_OBJECTIF_
Dans le texte source ci-dessous, quel opérateur le parquet de Quimper a-t-il obligé à communiquer à la police l'identité de sources d'un journaliste ? Répondez en quelques mots, s'il vous plaît.

_TEXTE SOURCE_
▽

La direction du Télégramme a dénoncé, vendredi 21 décembre, une décision du parquet de Quimper (Finistère) qui a obligé l’opérateur Orange à fournir à la police l’identité de sources d’un de ses journalistes enquêtant sur un fait divers. Dans le texte que vous trouverez ci-dessous, le quotidien estime qu’il « n’est pas acceptable que des moyens d’instruction permettent de contourner les dispositions légales » protégeant les sources des journalistes. [1]

Nous terminons ce petit dossier avec un arrêt récent de la Cour européenne des Droits de l’Homme concernant la liberté de la presse [2].


La presse surveillée

éditorial du Monde, le 26 décembre 2007

L’année 2007 n’aura pas été un bon millésime pour la liberté de la presse en France. Aux difficultés économiques auxquelles nombre de journaux sont confrontés, vient s’ajouter une pression accrue de la justice pour contraindre les journalistes à révéler leurs sources.

△

Entrées de données enregistrées
▽

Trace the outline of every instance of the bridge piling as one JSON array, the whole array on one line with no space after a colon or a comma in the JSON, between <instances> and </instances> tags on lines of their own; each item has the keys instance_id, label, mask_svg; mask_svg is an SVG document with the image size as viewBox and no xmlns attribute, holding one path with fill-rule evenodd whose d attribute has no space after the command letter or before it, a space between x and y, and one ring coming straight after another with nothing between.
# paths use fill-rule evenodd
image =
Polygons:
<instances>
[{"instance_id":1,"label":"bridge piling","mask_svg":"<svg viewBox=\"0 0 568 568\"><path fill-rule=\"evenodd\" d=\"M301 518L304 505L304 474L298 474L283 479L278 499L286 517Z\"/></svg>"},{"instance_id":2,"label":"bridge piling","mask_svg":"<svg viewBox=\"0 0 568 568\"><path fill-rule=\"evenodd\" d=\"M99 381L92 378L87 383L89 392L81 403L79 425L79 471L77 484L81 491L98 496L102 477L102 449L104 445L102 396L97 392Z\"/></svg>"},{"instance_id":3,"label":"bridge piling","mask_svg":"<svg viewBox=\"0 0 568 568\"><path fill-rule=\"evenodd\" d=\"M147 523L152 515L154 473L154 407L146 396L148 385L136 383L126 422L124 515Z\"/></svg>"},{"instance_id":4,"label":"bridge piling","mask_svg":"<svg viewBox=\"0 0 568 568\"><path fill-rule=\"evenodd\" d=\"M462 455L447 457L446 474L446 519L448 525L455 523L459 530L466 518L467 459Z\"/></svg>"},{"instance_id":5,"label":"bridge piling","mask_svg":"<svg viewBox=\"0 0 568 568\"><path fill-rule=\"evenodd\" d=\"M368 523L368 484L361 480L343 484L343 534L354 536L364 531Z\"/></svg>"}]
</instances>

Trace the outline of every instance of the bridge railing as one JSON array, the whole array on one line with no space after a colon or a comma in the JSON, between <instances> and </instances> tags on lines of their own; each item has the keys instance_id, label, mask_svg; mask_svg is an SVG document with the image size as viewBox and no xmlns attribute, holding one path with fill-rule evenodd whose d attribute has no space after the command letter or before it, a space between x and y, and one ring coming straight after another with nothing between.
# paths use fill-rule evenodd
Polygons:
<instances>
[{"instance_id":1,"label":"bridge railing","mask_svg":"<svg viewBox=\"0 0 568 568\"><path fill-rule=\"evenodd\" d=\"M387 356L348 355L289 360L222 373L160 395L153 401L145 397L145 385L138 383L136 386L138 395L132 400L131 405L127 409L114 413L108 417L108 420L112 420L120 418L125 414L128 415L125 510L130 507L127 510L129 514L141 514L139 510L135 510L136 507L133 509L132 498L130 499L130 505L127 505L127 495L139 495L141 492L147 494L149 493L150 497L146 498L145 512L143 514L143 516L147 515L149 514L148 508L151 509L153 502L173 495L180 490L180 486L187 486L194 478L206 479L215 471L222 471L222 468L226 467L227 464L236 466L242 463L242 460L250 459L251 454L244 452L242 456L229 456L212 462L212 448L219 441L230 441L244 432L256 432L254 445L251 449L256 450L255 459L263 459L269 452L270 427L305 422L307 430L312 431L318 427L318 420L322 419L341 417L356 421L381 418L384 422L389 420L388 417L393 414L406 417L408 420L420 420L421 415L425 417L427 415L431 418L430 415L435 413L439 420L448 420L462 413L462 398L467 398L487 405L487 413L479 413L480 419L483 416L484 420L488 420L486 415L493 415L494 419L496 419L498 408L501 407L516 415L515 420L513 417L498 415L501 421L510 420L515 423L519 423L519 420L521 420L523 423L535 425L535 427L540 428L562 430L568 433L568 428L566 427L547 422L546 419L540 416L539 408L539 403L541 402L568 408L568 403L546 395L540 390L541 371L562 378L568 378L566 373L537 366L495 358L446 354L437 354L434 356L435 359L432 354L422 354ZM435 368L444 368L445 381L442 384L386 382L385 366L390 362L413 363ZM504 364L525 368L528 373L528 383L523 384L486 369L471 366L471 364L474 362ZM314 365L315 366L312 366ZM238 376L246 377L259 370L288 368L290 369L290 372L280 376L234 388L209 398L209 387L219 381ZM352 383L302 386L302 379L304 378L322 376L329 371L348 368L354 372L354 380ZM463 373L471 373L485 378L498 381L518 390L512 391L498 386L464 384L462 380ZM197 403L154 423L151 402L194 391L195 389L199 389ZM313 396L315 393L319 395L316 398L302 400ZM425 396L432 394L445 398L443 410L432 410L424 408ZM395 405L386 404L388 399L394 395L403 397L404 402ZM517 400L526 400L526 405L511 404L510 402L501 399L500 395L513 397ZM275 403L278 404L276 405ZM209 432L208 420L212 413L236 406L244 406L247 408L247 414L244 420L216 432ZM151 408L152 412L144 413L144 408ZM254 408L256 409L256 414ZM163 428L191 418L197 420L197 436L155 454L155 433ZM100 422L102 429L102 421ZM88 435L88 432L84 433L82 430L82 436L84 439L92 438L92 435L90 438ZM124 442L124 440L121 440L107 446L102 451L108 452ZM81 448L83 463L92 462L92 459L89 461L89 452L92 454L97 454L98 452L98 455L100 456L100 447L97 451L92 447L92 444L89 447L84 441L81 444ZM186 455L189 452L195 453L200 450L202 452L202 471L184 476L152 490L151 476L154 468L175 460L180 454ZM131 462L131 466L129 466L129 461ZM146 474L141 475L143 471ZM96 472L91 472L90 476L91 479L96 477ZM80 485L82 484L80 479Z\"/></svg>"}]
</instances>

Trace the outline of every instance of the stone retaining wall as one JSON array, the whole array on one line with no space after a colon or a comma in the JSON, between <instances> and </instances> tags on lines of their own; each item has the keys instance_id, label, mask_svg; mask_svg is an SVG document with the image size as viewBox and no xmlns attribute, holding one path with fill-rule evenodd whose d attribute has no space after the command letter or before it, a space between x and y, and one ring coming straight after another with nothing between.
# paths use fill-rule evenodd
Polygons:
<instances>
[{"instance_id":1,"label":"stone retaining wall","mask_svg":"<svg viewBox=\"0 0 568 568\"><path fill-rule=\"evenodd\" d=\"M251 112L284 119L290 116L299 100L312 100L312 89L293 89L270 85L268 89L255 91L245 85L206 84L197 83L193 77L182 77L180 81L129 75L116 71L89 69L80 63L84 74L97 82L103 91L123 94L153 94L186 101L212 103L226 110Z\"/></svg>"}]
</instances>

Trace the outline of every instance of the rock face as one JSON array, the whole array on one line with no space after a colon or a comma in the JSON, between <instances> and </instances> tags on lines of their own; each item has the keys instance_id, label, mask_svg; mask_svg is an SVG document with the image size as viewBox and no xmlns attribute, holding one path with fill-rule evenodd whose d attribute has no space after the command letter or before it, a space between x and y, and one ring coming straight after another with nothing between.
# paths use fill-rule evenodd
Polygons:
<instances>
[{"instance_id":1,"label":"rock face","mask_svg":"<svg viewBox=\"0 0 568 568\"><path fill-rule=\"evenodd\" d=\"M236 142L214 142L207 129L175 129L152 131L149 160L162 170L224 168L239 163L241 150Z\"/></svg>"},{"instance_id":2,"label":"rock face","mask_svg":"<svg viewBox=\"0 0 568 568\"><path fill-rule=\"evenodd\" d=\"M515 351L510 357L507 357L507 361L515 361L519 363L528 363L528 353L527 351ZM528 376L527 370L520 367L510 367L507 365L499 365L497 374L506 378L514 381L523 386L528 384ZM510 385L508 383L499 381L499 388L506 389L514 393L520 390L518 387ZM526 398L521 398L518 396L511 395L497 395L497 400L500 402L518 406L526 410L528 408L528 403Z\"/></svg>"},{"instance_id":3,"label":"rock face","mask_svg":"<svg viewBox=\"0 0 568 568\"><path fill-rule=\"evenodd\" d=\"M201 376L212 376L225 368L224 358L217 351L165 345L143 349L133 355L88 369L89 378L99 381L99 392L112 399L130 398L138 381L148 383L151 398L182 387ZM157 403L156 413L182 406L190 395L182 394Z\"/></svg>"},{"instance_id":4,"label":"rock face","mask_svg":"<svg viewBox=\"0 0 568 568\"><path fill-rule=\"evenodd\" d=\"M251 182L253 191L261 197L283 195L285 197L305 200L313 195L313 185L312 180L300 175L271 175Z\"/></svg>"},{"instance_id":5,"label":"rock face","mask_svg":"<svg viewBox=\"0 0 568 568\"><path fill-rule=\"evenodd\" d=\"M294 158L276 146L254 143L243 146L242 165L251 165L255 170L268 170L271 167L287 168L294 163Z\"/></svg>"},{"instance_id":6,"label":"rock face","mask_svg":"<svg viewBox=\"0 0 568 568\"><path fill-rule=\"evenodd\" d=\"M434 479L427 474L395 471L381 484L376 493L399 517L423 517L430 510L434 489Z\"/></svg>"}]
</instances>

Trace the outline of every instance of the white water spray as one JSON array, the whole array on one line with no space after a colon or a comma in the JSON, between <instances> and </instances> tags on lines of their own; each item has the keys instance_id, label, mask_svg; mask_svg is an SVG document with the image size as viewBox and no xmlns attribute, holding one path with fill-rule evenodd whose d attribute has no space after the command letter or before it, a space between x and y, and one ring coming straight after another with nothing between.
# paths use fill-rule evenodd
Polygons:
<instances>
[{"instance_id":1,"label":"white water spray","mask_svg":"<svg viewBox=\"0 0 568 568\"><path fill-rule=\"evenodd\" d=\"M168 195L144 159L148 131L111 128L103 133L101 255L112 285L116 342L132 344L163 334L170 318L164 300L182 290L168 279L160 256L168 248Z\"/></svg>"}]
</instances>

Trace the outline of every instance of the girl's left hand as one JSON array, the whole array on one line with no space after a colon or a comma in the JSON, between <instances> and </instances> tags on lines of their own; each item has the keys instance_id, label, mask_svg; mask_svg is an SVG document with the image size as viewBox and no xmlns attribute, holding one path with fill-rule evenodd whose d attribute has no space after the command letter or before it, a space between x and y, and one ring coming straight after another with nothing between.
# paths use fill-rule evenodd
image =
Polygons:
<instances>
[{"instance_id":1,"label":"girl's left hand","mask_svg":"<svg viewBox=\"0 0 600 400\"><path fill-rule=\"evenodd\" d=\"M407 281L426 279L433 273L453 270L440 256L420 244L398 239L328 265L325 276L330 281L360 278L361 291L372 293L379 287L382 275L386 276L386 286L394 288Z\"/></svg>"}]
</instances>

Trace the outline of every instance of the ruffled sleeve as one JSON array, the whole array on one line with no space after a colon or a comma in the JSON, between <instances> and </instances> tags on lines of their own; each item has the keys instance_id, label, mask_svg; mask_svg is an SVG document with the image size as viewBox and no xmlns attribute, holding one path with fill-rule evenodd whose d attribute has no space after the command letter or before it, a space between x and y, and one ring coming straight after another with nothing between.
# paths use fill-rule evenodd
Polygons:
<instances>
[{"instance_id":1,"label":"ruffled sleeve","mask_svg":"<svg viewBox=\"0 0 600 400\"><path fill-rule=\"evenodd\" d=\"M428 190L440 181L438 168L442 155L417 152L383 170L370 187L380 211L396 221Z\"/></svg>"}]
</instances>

△

_RÉPONSE RÉDIGÉE_
L'opérateur Orange.